/---
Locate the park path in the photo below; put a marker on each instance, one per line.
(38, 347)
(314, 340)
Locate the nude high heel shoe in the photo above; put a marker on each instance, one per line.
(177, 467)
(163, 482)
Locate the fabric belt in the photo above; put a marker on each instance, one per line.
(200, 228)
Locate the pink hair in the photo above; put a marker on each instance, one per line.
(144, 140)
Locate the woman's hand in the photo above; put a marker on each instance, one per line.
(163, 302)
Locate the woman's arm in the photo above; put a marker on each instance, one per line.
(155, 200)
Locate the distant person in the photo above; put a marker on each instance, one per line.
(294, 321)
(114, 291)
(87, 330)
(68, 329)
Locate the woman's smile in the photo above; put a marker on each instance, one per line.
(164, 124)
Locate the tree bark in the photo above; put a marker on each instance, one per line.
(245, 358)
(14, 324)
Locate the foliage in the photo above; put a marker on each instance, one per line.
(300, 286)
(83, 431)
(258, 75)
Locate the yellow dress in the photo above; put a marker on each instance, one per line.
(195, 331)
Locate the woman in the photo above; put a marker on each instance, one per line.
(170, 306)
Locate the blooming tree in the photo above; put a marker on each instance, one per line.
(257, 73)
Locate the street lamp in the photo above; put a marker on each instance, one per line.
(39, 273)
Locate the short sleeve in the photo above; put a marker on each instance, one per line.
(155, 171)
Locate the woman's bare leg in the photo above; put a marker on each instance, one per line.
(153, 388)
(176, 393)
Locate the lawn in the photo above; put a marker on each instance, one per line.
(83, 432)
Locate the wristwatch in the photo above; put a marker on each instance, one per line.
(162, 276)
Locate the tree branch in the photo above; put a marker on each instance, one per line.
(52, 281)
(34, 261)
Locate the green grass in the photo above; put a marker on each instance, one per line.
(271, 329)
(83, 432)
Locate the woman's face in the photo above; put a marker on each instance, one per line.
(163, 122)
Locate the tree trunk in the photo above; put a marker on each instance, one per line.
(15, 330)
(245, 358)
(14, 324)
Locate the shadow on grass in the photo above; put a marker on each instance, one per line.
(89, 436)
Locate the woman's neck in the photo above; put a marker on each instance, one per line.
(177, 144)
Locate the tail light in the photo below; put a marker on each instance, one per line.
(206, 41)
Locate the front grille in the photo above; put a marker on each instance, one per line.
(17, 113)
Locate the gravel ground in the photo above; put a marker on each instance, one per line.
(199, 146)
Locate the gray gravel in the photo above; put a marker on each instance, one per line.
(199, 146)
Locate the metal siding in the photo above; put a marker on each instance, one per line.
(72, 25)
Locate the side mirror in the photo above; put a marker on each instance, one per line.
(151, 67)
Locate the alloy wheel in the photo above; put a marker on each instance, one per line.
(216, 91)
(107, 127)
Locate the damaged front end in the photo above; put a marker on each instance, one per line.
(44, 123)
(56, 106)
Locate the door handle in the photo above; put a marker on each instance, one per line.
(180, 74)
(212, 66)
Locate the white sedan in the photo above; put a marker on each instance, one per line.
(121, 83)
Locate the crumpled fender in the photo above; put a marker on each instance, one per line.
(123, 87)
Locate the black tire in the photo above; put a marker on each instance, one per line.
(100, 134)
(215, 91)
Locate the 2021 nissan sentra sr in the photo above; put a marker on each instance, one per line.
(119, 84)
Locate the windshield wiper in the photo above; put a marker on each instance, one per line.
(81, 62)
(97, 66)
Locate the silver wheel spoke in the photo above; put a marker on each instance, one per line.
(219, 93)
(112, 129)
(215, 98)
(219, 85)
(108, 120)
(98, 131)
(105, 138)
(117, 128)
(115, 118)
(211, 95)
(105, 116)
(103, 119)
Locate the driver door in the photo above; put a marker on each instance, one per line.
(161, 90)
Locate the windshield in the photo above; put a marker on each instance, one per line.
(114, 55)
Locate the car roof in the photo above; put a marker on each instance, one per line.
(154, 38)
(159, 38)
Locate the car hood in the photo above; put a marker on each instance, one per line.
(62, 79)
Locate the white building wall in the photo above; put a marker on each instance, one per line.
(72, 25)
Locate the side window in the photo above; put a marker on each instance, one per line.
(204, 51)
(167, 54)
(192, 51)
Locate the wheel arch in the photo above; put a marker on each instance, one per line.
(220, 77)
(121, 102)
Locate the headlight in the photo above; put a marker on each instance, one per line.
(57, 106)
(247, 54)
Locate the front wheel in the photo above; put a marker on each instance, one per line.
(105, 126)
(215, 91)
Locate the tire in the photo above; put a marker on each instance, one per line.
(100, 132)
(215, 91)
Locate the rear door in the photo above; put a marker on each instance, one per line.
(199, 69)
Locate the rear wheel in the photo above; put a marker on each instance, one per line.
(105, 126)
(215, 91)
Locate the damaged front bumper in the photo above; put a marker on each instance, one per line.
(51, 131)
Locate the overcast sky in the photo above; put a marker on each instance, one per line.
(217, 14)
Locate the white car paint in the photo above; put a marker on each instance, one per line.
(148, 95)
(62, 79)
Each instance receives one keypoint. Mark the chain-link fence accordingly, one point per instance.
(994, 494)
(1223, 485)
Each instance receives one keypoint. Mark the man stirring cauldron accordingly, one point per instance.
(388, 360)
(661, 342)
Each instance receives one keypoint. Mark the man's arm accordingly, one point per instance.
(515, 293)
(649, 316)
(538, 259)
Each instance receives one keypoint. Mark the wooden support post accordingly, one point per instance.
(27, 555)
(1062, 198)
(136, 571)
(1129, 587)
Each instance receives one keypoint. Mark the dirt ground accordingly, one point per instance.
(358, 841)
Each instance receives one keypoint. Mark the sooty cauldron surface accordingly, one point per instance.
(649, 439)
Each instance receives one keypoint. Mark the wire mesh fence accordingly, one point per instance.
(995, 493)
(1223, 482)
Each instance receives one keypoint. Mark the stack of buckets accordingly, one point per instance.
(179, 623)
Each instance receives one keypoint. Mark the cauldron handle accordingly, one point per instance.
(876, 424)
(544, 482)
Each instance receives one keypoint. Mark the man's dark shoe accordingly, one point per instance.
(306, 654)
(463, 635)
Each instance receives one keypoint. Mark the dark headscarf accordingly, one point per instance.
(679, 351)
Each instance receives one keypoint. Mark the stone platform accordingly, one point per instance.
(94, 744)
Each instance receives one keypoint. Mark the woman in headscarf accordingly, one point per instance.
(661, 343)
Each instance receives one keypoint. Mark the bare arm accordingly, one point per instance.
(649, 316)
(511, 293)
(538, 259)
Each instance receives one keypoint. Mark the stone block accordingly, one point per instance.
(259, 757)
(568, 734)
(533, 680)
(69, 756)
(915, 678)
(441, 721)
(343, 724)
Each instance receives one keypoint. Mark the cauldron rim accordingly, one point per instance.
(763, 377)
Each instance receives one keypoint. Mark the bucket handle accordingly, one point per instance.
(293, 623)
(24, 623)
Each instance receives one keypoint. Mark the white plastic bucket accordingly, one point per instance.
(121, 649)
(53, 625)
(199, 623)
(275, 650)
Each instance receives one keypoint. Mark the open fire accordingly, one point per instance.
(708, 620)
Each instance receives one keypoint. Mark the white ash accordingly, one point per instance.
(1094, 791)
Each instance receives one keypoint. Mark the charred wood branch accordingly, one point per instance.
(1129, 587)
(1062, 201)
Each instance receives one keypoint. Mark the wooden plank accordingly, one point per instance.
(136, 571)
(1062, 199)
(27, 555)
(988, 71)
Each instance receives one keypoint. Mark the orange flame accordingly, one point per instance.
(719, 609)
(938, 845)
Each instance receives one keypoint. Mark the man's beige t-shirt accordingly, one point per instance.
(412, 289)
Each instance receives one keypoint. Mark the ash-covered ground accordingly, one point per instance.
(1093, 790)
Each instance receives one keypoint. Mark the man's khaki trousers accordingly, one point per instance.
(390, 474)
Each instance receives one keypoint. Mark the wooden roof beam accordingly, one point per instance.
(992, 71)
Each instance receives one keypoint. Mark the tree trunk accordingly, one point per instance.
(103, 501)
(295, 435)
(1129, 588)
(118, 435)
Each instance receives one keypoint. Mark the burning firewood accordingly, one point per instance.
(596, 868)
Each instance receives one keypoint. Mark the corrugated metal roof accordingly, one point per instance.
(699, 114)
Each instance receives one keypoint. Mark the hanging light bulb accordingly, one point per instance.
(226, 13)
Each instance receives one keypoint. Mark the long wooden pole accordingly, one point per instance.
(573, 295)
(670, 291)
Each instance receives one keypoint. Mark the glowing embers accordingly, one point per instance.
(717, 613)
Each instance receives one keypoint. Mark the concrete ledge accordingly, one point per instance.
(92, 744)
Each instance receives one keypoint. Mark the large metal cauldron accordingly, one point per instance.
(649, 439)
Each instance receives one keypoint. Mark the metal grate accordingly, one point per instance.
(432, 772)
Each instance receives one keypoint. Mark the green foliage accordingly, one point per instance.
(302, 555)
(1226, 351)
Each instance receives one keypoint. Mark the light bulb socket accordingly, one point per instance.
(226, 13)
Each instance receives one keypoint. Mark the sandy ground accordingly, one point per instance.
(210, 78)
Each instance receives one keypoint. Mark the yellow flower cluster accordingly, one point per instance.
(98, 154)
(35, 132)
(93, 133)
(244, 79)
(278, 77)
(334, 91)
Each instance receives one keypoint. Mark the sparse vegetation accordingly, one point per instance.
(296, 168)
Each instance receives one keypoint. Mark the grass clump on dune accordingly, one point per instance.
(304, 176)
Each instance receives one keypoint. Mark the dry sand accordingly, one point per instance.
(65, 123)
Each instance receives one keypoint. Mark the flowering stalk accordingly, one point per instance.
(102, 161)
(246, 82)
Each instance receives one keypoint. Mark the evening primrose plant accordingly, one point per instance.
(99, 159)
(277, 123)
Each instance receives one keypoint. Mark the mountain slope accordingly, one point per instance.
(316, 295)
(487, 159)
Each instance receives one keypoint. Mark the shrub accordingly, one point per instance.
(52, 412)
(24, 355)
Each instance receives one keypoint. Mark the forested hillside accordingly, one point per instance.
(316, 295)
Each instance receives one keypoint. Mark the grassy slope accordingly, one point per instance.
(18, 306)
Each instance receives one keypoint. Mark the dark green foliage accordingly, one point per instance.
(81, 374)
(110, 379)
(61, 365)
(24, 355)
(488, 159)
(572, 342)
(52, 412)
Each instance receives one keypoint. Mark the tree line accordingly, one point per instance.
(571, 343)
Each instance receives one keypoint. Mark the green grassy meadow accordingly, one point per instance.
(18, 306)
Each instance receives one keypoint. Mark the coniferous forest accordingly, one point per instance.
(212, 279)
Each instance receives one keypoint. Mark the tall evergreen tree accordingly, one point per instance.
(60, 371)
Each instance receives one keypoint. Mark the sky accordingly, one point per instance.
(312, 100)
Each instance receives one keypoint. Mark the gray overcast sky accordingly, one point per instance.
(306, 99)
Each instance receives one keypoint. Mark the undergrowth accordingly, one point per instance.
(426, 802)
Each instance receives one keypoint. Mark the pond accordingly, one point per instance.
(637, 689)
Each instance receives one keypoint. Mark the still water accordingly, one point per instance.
\---
### [Activity]
Verbatim reproduction is required for the line holding "Each instance receives one keypoint. Mark the coniferous" and for every line after it in the records, with no other line included.

### [Solution to the exercise]
Each instance receives one keypoint. Mark the coniferous forest accordingly, one point per instance.
(212, 279)
Each instance receives one keypoint. Mark the tall evergreen tree accordingly, one point per instance.
(60, 371)
Each instance receives one keypoint. Mark the sky accordingly, one point per instance.
(312, 100)
Each instance receives one keypoint. Mark the gray overcast sky accordingly, one point per instance.
(306, 99)
Each instance receives one keypoint. Mark the undergrowth accordingly, one point per instance.
(426, 802)
Each instance receives one keypoint. Mark the pond accordingly, one point per instance.
(637, 689)
Each instance receives one keypoint. Mark the still water accordingly, one point per instance.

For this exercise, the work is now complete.